BEGIN Extracted information

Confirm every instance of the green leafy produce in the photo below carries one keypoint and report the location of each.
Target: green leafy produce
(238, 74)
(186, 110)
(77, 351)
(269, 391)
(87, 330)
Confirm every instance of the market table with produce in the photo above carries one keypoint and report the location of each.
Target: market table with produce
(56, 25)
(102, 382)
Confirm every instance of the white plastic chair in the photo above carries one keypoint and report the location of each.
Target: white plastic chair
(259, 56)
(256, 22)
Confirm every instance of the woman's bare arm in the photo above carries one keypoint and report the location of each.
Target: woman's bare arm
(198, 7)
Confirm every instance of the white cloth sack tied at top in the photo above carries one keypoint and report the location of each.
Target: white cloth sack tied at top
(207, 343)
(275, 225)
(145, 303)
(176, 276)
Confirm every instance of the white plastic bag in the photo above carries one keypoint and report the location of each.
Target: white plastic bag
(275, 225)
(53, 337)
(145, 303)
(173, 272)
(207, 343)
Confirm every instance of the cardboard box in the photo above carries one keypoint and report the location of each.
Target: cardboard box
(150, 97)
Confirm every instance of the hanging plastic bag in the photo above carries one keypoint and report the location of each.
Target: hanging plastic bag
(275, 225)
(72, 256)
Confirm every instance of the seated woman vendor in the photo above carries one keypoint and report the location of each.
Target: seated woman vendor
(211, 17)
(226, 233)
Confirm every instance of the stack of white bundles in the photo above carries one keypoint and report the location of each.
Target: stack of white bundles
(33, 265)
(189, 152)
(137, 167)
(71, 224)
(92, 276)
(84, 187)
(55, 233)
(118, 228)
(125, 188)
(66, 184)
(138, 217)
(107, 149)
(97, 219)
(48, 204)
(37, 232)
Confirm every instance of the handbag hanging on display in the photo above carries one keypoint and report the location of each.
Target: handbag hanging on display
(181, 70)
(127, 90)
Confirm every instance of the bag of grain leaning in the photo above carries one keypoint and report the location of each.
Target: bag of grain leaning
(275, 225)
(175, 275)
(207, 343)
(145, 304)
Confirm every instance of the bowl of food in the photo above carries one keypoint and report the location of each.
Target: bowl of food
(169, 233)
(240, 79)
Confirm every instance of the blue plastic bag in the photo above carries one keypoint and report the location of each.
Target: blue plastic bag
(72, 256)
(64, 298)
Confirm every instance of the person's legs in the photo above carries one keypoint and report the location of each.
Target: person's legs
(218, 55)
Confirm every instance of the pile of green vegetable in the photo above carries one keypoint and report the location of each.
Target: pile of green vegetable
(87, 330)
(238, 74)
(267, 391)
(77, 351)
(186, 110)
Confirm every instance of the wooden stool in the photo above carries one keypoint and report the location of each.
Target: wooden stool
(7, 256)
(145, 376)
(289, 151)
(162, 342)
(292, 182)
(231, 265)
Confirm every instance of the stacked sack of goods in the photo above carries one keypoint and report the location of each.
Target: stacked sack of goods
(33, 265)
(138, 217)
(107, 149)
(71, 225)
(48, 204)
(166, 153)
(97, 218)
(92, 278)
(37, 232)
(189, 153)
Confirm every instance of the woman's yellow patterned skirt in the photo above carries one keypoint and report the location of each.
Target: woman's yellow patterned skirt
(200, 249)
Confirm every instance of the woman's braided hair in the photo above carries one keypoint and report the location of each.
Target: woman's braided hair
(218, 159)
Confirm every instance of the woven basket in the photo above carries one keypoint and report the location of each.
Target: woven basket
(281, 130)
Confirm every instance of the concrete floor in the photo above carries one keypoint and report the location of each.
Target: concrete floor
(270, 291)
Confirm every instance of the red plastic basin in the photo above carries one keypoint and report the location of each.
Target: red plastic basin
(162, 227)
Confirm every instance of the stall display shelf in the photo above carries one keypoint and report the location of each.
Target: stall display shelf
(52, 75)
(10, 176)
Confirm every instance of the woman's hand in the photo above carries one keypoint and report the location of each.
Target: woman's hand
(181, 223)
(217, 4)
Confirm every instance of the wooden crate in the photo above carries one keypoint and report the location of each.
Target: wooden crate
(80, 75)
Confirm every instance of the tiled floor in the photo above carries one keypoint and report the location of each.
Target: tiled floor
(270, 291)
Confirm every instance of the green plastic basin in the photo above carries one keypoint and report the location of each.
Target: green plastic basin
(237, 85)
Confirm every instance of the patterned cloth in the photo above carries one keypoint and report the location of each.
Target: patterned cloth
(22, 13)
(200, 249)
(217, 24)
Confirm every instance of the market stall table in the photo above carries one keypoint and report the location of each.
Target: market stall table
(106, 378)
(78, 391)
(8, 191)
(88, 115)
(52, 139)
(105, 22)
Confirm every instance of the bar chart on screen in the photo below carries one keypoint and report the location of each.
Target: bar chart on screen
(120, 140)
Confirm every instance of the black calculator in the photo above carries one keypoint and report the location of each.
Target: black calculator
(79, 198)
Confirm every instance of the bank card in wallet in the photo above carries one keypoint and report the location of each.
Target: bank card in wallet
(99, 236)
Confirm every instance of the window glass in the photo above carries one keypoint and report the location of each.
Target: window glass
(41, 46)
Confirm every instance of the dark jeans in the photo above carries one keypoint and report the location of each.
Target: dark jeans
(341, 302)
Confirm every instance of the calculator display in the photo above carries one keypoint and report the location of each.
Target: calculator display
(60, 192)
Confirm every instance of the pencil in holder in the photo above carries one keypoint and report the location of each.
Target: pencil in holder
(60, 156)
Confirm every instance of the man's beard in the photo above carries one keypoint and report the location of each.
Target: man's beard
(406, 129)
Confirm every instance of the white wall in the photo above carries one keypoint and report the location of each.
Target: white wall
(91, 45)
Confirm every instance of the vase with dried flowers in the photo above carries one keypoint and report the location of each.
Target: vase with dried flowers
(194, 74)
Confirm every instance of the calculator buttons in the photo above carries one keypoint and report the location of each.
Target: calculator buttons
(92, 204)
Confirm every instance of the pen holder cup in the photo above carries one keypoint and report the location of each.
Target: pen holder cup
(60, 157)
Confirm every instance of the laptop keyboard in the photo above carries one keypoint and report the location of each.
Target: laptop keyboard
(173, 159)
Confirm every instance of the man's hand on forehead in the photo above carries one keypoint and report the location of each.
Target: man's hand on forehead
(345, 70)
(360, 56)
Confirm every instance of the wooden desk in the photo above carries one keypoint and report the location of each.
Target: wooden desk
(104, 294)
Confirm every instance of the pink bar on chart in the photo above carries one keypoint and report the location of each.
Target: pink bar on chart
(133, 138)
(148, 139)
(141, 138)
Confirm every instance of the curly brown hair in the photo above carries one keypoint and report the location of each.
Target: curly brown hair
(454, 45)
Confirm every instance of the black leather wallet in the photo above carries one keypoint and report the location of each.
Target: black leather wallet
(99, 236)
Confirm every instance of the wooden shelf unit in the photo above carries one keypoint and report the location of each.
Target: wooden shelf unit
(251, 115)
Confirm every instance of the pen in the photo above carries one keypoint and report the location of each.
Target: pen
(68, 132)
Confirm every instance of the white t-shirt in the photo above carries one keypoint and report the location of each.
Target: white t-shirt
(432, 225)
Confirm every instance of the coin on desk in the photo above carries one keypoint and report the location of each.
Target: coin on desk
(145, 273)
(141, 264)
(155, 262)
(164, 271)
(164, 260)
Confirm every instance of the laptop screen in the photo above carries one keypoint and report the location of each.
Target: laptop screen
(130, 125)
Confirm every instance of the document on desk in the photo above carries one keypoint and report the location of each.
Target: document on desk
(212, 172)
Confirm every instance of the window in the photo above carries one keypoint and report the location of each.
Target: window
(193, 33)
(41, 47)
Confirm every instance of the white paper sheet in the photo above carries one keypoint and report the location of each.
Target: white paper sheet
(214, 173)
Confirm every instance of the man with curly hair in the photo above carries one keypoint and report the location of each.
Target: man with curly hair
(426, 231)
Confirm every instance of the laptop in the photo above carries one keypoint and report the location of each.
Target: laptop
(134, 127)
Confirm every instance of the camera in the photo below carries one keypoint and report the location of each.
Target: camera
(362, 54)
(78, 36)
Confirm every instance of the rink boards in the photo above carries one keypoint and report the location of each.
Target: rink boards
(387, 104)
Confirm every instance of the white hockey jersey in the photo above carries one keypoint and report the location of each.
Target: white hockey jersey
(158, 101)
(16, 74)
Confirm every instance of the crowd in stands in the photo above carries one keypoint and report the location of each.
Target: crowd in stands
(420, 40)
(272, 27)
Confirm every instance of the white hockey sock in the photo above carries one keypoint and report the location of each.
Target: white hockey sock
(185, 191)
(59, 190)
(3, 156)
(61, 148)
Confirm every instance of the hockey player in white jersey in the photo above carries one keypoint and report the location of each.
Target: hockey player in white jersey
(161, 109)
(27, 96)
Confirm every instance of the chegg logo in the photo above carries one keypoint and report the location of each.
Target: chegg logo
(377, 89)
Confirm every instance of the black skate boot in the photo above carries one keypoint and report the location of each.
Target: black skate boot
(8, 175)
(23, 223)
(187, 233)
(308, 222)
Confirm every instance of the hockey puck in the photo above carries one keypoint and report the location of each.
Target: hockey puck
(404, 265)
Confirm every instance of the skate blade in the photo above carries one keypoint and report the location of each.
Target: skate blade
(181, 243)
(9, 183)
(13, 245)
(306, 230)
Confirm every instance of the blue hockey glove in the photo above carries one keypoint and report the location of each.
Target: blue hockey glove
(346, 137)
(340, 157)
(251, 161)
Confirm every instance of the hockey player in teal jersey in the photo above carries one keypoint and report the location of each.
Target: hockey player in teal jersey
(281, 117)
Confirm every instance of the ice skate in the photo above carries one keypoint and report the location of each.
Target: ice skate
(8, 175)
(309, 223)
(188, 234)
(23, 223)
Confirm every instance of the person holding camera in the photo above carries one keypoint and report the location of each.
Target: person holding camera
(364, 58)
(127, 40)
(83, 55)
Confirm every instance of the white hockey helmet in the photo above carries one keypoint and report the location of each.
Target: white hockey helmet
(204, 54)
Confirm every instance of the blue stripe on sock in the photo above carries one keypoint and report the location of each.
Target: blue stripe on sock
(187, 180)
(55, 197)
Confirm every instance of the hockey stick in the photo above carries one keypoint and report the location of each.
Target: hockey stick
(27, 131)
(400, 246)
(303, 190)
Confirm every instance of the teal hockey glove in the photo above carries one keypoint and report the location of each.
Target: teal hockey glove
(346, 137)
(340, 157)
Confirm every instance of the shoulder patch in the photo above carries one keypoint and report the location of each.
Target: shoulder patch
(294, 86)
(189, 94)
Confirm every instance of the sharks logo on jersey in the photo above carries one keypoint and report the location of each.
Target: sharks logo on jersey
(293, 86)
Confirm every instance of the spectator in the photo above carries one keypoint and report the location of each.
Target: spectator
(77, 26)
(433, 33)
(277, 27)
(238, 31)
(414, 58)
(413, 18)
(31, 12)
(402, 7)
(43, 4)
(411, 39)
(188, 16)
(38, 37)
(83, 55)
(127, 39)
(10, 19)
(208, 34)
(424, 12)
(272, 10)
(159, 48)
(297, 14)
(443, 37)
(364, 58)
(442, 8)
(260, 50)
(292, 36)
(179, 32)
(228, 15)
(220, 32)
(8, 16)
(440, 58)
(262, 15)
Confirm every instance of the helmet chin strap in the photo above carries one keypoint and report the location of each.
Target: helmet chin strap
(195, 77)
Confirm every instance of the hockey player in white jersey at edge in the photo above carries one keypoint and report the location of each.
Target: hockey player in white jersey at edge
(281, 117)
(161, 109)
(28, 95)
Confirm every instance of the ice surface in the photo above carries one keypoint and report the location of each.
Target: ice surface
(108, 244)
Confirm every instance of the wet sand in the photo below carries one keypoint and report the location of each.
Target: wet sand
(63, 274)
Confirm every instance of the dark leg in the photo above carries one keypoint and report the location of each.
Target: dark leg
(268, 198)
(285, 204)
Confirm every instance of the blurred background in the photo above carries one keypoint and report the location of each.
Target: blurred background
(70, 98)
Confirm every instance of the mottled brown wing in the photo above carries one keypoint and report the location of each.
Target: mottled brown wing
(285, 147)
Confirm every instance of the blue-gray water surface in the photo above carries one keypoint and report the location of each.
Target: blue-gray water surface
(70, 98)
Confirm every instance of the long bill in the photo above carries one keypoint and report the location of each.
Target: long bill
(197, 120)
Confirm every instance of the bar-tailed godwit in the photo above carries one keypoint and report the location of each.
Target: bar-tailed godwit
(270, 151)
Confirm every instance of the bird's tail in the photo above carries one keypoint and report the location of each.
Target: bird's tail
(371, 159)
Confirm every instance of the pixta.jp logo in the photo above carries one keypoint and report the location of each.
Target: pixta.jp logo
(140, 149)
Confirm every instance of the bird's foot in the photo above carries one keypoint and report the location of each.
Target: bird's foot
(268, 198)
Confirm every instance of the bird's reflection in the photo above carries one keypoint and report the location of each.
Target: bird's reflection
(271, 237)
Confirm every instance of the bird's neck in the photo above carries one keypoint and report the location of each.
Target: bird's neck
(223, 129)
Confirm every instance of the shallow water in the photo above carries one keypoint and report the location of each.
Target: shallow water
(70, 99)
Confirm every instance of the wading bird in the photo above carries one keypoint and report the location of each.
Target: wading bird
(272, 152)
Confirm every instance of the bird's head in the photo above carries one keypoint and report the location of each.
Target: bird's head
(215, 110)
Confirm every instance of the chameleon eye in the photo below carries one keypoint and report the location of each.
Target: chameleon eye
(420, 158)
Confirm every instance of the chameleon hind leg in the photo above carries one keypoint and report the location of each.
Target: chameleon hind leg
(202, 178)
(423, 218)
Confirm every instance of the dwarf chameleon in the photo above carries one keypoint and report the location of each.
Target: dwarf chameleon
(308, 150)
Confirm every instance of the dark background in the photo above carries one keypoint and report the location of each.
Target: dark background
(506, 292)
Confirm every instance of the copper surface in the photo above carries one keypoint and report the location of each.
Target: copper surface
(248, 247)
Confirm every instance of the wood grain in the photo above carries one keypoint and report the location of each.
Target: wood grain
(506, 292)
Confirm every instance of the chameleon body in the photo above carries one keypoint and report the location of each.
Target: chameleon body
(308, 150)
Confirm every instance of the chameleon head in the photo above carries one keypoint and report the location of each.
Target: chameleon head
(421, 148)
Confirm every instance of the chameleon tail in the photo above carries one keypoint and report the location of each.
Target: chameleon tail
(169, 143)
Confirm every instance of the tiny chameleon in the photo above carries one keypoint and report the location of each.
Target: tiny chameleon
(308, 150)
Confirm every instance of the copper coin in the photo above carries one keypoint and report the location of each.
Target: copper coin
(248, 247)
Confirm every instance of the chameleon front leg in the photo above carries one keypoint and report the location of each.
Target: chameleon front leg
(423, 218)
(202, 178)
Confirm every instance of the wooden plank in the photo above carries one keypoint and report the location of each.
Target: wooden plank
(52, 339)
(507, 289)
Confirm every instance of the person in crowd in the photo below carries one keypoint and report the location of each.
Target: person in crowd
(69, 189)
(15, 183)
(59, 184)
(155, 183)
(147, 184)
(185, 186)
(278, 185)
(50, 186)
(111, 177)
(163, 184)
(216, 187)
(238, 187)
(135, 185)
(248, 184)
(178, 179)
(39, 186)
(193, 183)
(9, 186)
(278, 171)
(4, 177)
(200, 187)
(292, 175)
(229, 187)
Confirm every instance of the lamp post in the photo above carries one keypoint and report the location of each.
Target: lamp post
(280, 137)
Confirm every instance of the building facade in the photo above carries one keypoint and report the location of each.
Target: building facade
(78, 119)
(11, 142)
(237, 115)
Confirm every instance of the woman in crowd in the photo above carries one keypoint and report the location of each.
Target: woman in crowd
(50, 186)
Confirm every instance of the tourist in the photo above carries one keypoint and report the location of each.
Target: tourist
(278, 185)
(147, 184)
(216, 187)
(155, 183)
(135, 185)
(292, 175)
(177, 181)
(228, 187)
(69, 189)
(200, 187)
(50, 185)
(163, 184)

END Extracted information

Directions:
Lines from the one containing "Confirm every instance of the person in" through the final line are to be given again verbatim, with nothing before or after.

Answer in full:
Confirm every instance of the person in crowd in the photo below carries one keypoint and report the location of each.
Target: person in crowd
(69, 189)
(15, 183)
(59, 184)
(155, 183)
(147, 184)
(185, 186)
(278, 185)
(50, 186)
(111, 177)
(163, 184)
(216, 187)
(238, 187)
(135, 185)
(248, 184)
(178, 179)
(39, 186)
(193, 183)
(9, 186)
(278, 171)
(4, 177)
(200, 187)
(292, 175)
(229, 187)
Confirm every instance of the lamp post in the photo above carries one keypoint and report the location of each.
Target: lamp post
(280, 137)
Confirm every instance of the building facade in the photo above carries one keypoint and report the location of each.
Target: building facade
(78, 119)
(11, 142)
(237, 115)
Confirm every instance of the woman in crowd in the photo above carries one keypoint and report the location of each.
Target: woman in crowd
(50, 186)
Confirm every instance of the tourist in the photo above carries one keypoint and report the location of each.
Target: tourist
(278, 185)
(147, 184)
(216, 187)
(155, 183)
(135, 185)
(292, 175)
(177, 181)
(228, 187)
(69, 189)
(200, 187)
(50, 185)
(163, 184)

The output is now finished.